** Exercise aim **
Render the items as a Markdown table with the columns "Row" and "Line text", starting at the line containing "bass --coords whole-pixels" and ending at the last line of the items. Skip blank lines.

___ Dataset extract

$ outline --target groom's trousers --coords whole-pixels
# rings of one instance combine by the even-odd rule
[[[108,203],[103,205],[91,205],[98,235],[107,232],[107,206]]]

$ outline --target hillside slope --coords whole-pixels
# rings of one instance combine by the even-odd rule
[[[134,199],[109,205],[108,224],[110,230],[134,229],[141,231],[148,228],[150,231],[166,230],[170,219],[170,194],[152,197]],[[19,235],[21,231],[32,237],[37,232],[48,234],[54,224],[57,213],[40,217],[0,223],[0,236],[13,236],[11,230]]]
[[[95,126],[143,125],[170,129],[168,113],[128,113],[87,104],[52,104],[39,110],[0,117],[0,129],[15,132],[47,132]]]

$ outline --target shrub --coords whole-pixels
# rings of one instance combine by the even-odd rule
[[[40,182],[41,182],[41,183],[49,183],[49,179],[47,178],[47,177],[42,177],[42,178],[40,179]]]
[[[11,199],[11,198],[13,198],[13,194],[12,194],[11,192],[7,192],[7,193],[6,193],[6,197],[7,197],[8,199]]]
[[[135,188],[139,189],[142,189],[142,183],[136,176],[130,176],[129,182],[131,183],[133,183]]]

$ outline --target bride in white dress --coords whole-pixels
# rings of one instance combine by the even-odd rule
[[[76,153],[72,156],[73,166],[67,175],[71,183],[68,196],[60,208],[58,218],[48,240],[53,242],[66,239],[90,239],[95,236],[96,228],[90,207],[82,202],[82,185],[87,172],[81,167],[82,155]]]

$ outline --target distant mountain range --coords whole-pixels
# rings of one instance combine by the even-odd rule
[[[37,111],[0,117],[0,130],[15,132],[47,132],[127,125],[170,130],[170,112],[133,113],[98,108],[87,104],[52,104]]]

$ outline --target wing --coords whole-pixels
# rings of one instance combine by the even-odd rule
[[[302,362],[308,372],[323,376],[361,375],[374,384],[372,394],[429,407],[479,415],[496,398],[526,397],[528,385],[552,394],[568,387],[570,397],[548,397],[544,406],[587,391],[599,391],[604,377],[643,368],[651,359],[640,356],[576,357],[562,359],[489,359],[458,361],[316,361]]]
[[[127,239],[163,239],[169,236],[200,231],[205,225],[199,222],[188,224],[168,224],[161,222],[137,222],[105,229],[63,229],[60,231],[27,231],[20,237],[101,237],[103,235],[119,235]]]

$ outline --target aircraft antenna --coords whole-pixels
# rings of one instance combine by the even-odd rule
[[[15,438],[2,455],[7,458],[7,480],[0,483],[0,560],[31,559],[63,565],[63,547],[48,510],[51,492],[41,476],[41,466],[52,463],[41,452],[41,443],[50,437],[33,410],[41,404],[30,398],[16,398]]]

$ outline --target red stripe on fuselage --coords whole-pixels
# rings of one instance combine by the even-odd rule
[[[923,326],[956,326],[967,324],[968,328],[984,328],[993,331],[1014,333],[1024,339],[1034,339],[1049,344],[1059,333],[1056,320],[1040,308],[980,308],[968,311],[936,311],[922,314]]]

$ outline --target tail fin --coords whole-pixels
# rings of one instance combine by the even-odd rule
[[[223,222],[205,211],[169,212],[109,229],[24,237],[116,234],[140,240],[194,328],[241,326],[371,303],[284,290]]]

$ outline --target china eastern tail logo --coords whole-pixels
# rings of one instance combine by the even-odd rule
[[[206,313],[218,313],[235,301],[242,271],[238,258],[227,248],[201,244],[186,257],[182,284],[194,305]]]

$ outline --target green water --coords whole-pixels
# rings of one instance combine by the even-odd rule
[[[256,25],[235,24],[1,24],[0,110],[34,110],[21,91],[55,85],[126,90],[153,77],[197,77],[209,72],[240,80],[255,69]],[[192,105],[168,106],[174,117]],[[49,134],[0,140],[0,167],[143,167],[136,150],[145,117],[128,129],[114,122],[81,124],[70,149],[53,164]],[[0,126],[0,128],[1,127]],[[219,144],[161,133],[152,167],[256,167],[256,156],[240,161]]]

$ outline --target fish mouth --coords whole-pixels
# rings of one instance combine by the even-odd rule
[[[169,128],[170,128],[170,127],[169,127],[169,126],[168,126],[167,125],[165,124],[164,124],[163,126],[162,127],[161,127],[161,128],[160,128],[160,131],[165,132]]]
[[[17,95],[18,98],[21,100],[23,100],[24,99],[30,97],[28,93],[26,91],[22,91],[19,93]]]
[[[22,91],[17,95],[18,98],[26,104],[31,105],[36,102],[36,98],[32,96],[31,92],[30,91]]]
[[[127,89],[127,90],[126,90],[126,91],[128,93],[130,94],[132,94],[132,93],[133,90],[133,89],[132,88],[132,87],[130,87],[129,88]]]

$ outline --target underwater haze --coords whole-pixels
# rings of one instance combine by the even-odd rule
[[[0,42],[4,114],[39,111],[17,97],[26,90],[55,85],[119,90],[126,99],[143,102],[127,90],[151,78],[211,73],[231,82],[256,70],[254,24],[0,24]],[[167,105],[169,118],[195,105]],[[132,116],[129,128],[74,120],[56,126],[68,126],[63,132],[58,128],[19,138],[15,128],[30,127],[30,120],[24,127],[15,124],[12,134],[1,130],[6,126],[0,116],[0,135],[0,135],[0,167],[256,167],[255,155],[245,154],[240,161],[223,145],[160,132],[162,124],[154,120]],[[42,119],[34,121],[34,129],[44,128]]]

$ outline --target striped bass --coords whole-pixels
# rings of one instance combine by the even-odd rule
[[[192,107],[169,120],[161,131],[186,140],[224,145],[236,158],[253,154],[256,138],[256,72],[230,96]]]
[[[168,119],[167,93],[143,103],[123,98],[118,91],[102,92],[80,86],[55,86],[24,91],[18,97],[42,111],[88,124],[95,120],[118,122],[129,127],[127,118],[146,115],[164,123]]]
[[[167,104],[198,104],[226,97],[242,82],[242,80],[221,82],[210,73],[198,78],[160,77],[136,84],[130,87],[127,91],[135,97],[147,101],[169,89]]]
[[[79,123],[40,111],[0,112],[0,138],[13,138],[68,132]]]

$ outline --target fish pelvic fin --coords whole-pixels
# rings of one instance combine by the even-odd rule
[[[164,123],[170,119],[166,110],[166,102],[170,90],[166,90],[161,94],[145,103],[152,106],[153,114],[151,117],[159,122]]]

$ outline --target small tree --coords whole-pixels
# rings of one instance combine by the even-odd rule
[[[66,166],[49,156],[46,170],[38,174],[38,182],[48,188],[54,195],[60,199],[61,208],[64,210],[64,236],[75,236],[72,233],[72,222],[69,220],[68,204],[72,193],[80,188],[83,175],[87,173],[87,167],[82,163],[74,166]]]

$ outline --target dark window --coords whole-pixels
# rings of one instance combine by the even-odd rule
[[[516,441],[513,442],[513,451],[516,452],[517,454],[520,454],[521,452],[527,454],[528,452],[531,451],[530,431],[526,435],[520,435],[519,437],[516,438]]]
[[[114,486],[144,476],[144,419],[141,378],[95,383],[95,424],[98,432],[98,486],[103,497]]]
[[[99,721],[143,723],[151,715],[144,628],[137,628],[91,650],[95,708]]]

______

** Solution to this exercise **
| Row | Line text |
|---|---|
| 1 | $ outline --target striped bass --coords whole-pixels |
| 2 | # rings of one instance combine by the even-odd rule |
| 3 | [[[192,107],[169,120],[161,131],[186,140],[224,145],[236,158],[253,154],[256,138],[256,72],[230,96]]] |
| 4 | [[[168,119],[167,93],[143,103],[123,98],[118,91],[102,92],[80,86],[55,86],[24,91],[18,97],[42,111],[88,124],[95,120],[118,122],[129,127],[127,118],[146,115],[164,123]]] |
| 5 | [[[167,104],[198,104],[226,97],[242,82],[242,80],[221,82],[210,73],[198,78],[160,77],[136,84],[130,87],[127,91],[135,97],[147,101],[169,89]]] |
| 6 | [[[79,123],[40,111],[0,112],[0,138],[13,138],[68,132]]] |
| 7 | $ outline --target fish pelvic fin --coords whole-pixels |
| 8 | # rings of one instance combine by the even-odd rule |
| 9 | [[[164,123],[170,119],[166,110],[166,102],[170,90],[166,90],[161,94],[145,103],[152,106],[153,114],[151,117],[159,122]]] |
| 10 | $ outline --target small tree --coords whole-pixels |
| 11 | # rings of one instance combine by the even-odd rule |
| 12 | [[[66,166],[49,156],[46,170],[38,174],[38,182],[48,188],[54,195],[60,199],[61,208],[64,210],[64,236],[75,236],[72,233],[72,222],[69,220],[68,204],[72,193],[80,188],[83,175],[87,173],[87,167],[82,163],[74,166]]] |
| 13 | $ outline --target dark window --coords whole-pixels |
| 14 | # rings of one instance combine by the even-odd rule |
| 15 | [[[516,441],[513,442],[513,451],[516,452],[517,454],[520,454],[521,452],[527,454],[528,452],[531,451],[530,431],[526,435],[520,435],[519,437],[516,438]]] |
| 16 | [[[114,486],[144,476],[144,419],[141,378],[95,383],[95,424],[98,432],[98,486],[103,497]]] |
| 17 | [[[99,721],[143,723],[151,715],[144,628],[137,628],[91,650],[95,708]]] |